[Data entries]
--------
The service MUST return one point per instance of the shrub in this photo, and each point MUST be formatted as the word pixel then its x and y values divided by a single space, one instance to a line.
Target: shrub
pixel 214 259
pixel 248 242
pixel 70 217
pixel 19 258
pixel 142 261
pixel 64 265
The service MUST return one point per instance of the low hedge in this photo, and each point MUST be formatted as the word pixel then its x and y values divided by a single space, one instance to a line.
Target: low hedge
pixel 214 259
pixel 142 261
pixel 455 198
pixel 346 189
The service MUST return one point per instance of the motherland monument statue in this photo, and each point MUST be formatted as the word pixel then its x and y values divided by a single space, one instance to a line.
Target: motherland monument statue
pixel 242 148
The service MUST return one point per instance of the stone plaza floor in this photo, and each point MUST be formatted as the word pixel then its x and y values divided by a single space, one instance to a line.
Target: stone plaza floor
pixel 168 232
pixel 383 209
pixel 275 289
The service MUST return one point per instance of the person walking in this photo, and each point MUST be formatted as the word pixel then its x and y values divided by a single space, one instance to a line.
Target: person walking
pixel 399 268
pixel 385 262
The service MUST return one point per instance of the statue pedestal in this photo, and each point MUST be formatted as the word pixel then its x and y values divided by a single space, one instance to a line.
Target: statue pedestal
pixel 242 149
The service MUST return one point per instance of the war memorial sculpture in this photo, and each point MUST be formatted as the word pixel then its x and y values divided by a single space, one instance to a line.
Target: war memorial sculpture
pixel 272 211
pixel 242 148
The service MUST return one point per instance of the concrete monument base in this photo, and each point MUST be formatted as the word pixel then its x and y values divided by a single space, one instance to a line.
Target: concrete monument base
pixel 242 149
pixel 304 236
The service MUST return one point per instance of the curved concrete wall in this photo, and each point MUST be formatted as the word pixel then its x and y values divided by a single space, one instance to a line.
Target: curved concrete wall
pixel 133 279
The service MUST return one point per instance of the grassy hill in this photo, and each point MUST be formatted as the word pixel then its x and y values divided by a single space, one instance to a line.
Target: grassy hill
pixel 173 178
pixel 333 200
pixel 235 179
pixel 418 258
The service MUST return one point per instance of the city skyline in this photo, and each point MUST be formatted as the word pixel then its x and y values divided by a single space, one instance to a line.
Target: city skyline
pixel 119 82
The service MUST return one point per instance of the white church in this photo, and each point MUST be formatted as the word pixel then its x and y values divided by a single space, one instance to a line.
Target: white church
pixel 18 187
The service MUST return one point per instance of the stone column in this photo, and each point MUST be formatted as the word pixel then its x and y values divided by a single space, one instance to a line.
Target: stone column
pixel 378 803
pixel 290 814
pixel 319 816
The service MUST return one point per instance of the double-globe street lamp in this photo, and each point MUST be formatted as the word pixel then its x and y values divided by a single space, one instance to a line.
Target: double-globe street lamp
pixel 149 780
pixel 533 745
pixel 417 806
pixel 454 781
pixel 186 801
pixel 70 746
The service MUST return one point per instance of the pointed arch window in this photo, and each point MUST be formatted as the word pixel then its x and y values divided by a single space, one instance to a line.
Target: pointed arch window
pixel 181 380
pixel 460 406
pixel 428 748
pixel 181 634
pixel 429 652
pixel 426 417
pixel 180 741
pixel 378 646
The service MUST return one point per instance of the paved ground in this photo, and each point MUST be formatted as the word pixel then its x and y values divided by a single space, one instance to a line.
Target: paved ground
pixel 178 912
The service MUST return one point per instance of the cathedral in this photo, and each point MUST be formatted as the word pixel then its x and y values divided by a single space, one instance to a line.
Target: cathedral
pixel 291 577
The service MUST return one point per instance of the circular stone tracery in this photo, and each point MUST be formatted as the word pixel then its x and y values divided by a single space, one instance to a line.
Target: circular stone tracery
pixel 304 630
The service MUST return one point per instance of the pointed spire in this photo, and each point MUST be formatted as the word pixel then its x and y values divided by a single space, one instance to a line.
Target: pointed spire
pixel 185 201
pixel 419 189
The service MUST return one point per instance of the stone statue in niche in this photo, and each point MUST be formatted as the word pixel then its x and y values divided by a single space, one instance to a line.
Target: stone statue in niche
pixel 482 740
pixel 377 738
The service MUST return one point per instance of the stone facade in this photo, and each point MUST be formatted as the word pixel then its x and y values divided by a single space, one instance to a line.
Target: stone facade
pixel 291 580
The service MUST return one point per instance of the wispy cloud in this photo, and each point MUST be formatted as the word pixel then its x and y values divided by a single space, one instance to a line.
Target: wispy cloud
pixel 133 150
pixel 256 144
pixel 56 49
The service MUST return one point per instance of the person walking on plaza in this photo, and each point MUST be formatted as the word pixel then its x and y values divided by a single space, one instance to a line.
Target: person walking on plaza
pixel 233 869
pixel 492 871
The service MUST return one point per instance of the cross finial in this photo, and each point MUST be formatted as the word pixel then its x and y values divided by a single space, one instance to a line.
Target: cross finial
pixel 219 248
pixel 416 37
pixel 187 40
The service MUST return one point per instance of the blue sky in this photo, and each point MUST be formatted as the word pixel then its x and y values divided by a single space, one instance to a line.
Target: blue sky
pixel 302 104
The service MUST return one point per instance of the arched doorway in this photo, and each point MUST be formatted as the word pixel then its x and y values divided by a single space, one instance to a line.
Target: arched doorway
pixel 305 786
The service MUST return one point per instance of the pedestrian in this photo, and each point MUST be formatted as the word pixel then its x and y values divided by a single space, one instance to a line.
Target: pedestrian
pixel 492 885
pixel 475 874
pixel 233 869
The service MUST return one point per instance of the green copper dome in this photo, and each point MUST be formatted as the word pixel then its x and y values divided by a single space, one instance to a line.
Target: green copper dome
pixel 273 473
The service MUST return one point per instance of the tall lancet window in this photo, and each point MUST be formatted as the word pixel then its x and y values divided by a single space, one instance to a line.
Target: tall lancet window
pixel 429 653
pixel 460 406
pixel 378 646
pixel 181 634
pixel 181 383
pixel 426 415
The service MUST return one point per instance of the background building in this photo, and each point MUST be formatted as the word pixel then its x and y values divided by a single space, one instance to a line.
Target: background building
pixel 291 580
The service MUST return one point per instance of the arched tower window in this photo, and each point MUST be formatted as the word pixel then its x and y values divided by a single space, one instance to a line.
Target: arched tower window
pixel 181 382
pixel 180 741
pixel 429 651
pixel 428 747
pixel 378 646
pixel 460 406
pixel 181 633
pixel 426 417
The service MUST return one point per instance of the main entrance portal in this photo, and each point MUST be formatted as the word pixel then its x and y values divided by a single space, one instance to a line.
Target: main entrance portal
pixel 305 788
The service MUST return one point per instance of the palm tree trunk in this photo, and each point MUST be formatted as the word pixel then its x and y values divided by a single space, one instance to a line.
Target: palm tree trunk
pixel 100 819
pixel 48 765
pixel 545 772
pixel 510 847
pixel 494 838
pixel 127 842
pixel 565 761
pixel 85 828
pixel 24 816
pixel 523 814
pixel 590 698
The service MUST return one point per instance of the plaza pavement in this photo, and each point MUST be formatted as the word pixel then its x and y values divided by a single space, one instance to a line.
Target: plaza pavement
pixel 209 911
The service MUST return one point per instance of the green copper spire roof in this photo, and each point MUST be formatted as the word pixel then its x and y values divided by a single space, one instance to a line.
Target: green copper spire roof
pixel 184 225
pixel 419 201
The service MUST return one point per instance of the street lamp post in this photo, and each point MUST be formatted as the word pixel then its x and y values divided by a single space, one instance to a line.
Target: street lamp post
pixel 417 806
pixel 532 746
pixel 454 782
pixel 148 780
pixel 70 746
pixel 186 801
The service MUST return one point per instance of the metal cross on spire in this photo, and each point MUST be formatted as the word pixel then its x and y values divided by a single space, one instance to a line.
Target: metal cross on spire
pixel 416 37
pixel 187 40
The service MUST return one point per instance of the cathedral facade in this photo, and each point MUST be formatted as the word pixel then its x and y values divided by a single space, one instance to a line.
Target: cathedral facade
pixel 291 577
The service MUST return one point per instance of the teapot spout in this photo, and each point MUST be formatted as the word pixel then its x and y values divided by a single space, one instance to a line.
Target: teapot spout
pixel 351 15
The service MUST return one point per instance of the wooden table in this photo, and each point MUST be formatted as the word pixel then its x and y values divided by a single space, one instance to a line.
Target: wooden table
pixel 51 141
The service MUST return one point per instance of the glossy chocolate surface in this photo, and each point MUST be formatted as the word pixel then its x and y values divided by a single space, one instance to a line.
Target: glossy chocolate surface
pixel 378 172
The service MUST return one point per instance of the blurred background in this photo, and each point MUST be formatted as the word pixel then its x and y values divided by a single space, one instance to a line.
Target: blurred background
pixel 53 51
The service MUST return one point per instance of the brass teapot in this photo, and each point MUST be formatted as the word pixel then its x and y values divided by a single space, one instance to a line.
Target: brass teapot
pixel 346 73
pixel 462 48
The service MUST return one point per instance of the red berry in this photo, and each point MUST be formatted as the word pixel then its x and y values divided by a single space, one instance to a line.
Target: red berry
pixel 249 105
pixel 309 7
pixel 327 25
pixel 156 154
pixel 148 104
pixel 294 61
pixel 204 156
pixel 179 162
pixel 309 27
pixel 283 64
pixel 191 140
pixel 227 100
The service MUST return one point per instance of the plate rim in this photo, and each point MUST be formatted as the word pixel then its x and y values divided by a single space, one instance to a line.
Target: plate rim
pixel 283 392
--------
> [Work required]:
Start at the line containing "The service MUST return one point per instance of the blurred". Repeat it and each line after it, word for word, to the end of the records.

> [Exercise solution]:
The service MUST return one point per instance of the blurred background in this photo, and each point MUST be formatted as the word pixel then its x and y values divided by a single space, one instance to a line.
Target: blurred background
pixel 53 51
The service MUST return one point per instance of the brass teapot in this photo, and each point MUST be formatted as the word pixel then its x and y values divided by a single space, one instance to a line.
Target: brass teapot
pixel 346 73
pixel 462 48
The service MUST return one point per instance of the red berry in this photo, and each point MUST be formatted as the word pixel then its x and y values divided by a single space, one instance to a line.
Target: red berry
pixel 249 105
pixel 309 7
pixel 327 25
pixel 156 154
pixel 148 104
pixel 294 61
pixel 204 156
pixel 179 162
pixel 309 27
pixel 283 64
pixel 191 140
pixel 227 100
The service MUST return one point per instance of the plate rim in this photo, and each point MUST be formatted as the word pixel then its x and y values divided by a single space, one instance to a line.
Target: plate rim
pixel 283 392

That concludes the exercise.